*PASSAGE*:
Studio album by The Broughtons
- Released: 1982
- Studio: Matrix Studios, London (except track 15, The Wand, Battersea)
- Genre: Psychedelic rock, experimental rock, new wave, electronic rock
- Length: 41:30
- Label: Sheet Records
- Producer: The Broughtons

The Broughtons chronology
| Parlez-Vous English? (1979) | Superchip: The Final Silicon Solution? (1982) |  |

= Superchip: The Final Silicon Solution? =

Superchip: The Final Silicon Solution? is the eighth and final album by The Broughtons (formerly known as Edgar Broughton Band). This album saw them on their own record label, and were credited as The Broughtons as they were called on their previous album, Parlez-Vous English?. This album sees the band with a slightly different sound, with prominent use of synthesisers, but still retaining their original psychedelic rock roots. The album was originally released as "Sheet Records Sheet 2" in 1982. The 2006 CD reissue features one bonus track, which was an electronic dance track created by Edgar Broughton and his son, Luke Broughton.

*STORED RECORDS*:
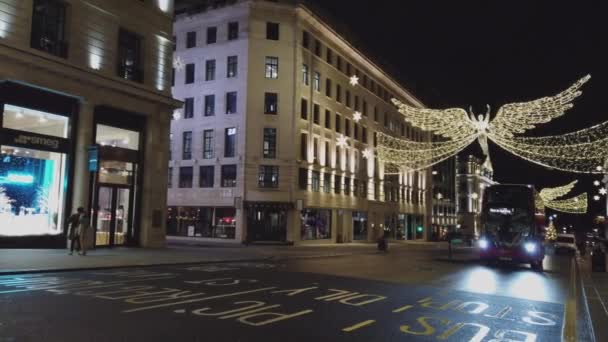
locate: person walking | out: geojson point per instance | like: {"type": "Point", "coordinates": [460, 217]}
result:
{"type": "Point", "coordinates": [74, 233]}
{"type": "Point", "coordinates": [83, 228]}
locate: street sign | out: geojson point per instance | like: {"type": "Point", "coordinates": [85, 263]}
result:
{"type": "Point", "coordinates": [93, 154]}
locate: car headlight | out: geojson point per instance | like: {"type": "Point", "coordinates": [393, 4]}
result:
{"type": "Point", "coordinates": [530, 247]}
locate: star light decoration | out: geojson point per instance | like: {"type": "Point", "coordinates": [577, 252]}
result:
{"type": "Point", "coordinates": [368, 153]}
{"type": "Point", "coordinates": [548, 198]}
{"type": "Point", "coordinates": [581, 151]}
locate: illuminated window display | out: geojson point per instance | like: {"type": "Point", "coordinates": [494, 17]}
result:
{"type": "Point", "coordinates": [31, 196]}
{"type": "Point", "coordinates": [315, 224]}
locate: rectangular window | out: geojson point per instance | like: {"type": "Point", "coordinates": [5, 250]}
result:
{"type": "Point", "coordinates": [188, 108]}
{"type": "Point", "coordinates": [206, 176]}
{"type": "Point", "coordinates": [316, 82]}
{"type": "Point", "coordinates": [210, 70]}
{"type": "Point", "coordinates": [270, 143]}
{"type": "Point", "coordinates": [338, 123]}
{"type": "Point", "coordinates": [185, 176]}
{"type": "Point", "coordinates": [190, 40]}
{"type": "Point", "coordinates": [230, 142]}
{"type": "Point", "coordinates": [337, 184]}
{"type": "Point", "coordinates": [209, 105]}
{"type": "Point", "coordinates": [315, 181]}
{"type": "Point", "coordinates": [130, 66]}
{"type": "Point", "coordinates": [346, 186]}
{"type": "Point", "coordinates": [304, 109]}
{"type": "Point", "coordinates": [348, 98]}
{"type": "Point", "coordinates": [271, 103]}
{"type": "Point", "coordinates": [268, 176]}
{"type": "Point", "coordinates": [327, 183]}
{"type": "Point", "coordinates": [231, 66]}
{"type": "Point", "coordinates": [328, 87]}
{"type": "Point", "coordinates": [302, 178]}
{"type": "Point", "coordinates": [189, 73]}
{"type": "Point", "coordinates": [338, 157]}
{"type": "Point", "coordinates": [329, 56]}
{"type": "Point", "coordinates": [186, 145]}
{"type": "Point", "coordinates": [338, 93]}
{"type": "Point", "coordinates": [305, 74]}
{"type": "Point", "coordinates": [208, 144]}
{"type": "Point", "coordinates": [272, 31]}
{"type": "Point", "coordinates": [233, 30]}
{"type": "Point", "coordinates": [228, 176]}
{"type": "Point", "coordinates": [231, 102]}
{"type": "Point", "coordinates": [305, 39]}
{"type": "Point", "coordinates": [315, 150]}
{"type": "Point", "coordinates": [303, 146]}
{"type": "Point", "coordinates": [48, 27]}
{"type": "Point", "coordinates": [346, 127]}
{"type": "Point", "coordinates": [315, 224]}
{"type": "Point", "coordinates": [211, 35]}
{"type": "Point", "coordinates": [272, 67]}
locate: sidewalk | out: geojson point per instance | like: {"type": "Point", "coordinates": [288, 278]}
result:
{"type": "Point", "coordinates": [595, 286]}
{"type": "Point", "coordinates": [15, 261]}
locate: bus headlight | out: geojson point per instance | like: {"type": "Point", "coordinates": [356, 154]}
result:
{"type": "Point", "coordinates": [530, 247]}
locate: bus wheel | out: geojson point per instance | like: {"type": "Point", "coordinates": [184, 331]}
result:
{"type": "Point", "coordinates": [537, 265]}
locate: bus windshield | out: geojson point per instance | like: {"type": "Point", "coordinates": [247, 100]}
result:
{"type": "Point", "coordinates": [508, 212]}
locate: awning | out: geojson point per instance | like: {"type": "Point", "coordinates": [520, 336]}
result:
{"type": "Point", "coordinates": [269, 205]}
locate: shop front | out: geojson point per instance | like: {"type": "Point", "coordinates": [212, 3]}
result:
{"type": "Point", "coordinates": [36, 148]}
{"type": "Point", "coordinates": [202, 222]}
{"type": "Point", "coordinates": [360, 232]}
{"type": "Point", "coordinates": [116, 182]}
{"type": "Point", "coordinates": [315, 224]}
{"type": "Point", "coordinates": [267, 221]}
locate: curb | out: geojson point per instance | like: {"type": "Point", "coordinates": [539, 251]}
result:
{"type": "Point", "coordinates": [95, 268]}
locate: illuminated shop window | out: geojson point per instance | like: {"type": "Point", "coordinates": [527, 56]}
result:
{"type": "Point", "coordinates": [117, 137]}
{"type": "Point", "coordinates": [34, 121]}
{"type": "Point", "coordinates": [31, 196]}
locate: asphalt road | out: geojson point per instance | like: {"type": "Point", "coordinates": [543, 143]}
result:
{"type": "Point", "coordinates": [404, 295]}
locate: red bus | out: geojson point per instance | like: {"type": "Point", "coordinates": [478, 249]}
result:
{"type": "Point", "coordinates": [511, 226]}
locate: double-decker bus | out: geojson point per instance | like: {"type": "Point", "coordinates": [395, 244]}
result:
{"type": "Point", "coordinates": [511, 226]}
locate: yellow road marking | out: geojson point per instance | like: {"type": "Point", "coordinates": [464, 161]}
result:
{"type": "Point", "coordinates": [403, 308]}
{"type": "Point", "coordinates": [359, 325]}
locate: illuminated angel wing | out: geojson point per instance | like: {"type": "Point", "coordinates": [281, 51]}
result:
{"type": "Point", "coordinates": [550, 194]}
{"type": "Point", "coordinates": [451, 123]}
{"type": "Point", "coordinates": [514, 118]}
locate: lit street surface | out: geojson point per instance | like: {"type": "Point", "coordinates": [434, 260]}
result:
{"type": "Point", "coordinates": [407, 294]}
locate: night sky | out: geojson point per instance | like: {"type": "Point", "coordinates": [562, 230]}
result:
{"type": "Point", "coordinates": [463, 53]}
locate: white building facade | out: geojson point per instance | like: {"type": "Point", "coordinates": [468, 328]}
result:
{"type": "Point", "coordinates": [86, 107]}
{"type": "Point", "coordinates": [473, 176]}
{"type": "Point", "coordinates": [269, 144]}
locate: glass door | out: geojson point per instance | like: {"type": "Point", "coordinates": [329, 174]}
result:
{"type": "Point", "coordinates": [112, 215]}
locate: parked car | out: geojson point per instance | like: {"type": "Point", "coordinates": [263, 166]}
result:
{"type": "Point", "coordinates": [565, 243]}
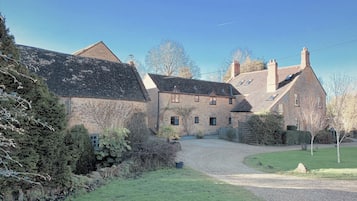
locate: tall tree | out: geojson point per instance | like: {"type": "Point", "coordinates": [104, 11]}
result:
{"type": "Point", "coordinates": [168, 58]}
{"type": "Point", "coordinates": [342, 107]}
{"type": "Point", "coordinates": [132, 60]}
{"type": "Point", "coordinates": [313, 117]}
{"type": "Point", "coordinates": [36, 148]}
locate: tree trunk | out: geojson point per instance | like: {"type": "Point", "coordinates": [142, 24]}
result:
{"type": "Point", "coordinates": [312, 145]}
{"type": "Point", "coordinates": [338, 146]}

*THINGS TO DO*:
[1] List every genre given for the album in the album entry.
[2] Write out everything in the album entry from "The Broughtons chronology" down to "son, Luke Broughton.", copying it exactly.

*LIST OF SOLUTIONS*:
[1] Psychedelic rock, experimental rock, new wave, electronic rock

[2]
The Broughtons chronology
| Parlez-Vous English? (1979) | Superchip: The Final Silicon Solution? (1982) |  |

= Superchip: The Final Silicon Solution? =

Superchip: The Final Silicon Solution? is the eighth and final album by The Broughtons (formerly known as Edgar Broughton Band). This album saw them on their own record label, and were credited as The Broughtons as they were called on their previous album, Parlez-Vous English?. This album sees the band with a slightly different sound, with prominent use of synthesisers, but still retaining their original psychedelic rock roots. The album was originally released as "Sheet Records Sheet 2" in 1982. The 2006 CD reissue features one bonus track, which was an electronic dance track created by Edgar Broughton and his son, Luke Broughton.